→ **PROVIDED DATA**
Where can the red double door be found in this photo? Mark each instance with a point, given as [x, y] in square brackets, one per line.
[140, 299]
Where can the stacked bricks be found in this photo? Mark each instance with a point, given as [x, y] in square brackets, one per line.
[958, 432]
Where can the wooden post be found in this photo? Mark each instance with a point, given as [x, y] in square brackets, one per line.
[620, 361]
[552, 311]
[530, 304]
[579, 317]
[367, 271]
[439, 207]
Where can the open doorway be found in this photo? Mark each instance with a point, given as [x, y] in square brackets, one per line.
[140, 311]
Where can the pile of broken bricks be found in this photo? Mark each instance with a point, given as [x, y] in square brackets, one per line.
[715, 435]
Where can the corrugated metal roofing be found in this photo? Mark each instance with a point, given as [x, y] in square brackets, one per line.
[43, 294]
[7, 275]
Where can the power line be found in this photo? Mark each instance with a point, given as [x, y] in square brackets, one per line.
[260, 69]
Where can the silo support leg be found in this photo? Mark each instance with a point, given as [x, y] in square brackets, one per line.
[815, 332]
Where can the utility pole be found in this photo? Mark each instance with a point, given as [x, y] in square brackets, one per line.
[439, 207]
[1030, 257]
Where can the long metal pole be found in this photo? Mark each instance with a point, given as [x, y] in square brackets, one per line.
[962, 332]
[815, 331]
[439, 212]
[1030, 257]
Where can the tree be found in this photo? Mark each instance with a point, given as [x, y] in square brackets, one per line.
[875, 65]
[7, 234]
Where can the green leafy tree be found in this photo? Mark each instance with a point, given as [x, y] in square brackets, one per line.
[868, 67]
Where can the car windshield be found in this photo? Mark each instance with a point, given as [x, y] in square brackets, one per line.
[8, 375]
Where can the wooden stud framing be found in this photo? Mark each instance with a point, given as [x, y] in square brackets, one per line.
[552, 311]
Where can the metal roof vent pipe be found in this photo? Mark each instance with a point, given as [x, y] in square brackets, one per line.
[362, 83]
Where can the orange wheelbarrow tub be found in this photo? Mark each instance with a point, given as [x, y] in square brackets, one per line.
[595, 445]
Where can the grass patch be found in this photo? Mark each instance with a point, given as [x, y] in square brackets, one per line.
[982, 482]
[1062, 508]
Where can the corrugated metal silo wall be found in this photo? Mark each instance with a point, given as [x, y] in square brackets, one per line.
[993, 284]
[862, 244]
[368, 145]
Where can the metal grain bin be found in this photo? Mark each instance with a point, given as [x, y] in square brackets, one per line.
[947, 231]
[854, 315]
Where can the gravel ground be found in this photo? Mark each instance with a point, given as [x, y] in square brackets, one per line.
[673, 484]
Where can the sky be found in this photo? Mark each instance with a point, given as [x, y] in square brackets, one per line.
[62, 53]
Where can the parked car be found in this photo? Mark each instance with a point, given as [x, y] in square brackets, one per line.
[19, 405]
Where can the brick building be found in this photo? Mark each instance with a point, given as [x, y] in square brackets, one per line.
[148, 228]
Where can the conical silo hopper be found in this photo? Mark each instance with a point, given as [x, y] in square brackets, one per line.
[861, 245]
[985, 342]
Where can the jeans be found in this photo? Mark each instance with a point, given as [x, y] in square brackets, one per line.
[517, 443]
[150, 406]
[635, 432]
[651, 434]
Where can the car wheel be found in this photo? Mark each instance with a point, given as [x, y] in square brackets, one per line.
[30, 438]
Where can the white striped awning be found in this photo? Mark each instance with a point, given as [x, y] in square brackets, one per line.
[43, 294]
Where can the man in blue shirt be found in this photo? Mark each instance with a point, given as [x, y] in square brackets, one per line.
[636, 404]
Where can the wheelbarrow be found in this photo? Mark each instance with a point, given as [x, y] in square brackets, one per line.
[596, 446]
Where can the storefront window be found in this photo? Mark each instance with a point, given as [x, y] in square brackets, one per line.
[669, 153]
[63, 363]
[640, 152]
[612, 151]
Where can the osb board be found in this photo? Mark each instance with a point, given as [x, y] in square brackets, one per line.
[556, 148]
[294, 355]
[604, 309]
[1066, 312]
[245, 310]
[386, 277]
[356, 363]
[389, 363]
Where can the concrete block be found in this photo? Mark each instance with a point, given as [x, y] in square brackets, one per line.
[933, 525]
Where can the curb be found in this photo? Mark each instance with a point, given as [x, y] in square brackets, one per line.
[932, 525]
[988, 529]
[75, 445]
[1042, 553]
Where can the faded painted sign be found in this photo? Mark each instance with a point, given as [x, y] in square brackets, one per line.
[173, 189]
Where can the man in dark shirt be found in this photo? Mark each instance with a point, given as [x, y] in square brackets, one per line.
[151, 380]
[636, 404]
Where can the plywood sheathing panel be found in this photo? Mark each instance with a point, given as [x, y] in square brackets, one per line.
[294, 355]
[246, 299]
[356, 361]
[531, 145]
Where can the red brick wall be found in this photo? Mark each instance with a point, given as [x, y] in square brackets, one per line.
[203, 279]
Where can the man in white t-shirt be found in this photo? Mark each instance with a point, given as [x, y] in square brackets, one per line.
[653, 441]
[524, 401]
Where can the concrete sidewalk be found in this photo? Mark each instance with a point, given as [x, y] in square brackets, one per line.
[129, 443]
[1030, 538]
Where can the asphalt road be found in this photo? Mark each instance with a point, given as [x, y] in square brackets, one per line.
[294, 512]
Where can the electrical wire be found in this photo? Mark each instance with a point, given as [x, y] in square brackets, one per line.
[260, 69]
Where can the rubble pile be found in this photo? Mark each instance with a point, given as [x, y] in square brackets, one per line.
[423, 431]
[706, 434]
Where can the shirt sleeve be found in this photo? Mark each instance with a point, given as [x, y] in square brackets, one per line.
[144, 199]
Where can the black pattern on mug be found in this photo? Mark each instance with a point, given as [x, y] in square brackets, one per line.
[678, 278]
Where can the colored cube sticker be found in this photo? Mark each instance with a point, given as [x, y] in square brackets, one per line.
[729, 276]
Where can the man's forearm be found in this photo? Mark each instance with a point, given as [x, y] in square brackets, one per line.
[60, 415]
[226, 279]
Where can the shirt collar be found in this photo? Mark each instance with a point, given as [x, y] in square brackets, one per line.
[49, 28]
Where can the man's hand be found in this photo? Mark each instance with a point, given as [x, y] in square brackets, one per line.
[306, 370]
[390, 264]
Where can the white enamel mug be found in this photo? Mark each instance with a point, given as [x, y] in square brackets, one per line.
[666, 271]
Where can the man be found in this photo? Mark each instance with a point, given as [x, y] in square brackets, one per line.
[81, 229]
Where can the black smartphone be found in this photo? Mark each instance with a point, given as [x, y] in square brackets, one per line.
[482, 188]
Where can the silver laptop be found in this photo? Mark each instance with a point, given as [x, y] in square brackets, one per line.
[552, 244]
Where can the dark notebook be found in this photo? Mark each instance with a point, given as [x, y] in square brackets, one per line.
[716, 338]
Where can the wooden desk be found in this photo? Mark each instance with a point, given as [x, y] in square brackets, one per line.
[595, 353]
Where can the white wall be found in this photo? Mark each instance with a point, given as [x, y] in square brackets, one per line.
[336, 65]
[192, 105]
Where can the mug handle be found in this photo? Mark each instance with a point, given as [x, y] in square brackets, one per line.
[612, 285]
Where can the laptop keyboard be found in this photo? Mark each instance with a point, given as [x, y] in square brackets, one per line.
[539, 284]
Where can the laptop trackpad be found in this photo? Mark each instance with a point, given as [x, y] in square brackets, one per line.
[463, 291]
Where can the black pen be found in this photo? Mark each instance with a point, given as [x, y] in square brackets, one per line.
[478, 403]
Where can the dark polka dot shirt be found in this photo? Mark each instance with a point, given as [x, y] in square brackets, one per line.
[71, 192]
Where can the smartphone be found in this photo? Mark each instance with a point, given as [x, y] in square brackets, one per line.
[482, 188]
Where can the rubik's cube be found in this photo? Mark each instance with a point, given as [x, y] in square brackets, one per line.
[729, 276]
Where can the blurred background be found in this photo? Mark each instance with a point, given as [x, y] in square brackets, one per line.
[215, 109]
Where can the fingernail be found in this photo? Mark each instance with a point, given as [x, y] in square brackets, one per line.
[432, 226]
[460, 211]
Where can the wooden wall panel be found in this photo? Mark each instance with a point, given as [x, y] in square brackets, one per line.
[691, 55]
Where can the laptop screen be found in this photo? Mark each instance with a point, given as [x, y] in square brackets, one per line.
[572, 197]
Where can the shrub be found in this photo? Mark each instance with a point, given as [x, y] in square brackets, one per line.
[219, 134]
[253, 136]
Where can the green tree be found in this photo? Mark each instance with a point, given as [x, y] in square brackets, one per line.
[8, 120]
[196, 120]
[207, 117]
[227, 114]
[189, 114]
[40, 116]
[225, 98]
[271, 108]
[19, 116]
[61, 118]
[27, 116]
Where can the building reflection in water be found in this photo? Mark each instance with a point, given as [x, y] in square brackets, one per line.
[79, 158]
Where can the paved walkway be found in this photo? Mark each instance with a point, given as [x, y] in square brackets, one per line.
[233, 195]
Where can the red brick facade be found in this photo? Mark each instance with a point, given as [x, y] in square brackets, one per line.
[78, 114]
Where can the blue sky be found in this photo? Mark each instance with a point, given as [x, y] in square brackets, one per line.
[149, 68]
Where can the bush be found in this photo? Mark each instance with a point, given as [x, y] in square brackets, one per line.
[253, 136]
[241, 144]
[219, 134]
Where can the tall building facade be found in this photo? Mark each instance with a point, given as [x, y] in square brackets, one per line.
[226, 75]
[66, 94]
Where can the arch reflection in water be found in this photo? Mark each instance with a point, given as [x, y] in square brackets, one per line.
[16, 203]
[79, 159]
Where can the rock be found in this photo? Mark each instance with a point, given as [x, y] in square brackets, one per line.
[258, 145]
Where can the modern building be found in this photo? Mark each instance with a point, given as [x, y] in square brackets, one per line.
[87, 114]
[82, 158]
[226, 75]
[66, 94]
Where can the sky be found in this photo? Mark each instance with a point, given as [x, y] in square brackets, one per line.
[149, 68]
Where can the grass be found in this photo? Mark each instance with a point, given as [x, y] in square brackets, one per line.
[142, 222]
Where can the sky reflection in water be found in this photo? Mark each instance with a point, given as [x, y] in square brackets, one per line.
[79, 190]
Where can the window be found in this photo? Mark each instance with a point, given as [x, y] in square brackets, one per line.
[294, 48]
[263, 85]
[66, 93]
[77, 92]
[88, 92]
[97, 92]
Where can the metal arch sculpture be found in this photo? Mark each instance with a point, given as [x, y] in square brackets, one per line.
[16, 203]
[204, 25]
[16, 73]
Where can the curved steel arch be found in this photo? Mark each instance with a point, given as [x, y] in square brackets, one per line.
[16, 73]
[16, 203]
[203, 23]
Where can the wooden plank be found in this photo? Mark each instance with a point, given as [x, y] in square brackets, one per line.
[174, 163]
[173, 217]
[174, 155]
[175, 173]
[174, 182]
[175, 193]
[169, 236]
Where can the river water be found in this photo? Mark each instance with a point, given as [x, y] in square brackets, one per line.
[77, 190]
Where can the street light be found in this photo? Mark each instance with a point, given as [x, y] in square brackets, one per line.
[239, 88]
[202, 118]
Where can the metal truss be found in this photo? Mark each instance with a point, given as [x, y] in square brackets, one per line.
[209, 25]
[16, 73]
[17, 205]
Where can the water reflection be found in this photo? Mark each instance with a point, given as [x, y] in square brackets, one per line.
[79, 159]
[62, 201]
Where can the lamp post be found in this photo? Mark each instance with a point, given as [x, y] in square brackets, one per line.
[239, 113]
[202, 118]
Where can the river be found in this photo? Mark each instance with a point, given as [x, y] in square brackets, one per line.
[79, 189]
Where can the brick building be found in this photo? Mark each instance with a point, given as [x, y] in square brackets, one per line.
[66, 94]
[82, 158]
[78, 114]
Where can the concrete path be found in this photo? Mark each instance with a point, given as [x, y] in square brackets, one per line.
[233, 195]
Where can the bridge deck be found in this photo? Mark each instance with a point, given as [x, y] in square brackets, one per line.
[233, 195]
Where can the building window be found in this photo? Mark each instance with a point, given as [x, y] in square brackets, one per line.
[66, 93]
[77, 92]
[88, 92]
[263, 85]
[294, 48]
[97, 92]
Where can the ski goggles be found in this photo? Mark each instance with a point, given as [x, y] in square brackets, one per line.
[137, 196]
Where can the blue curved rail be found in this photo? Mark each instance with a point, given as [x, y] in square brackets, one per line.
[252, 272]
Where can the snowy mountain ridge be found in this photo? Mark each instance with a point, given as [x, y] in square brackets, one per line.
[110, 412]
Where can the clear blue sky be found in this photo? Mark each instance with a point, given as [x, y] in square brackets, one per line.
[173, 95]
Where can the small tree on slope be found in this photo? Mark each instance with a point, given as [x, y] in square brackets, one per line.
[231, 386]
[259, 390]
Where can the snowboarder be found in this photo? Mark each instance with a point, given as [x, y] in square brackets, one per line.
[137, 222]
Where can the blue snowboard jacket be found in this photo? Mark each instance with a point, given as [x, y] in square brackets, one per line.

→ **WHAT YOU WILL DO**
Go back to the data above and please quote exactly, and only, the lines from the line with "Where can the clear" through its last line.

→ **TASK SOLUTION**
Where can the clear blue sky be found in this photo? Mark each instance with a point, given as [x, y] in square brackets, one per line.
[173, 95]
Where can the small tree on slope be found in this photo? Mark each instance with a point, given as [x, y] in square brackets, one per line.
[231, 386]
[259, 390]
Where can the snowboarder be found in this photo? Mark each instance with a point, given as [x, y] in square brackets, one per line.
[137, 222]
Where can the blue snowboard jacket be found in this photo? Mark each instance with a point, given as [x, y] in square brackets, one per line.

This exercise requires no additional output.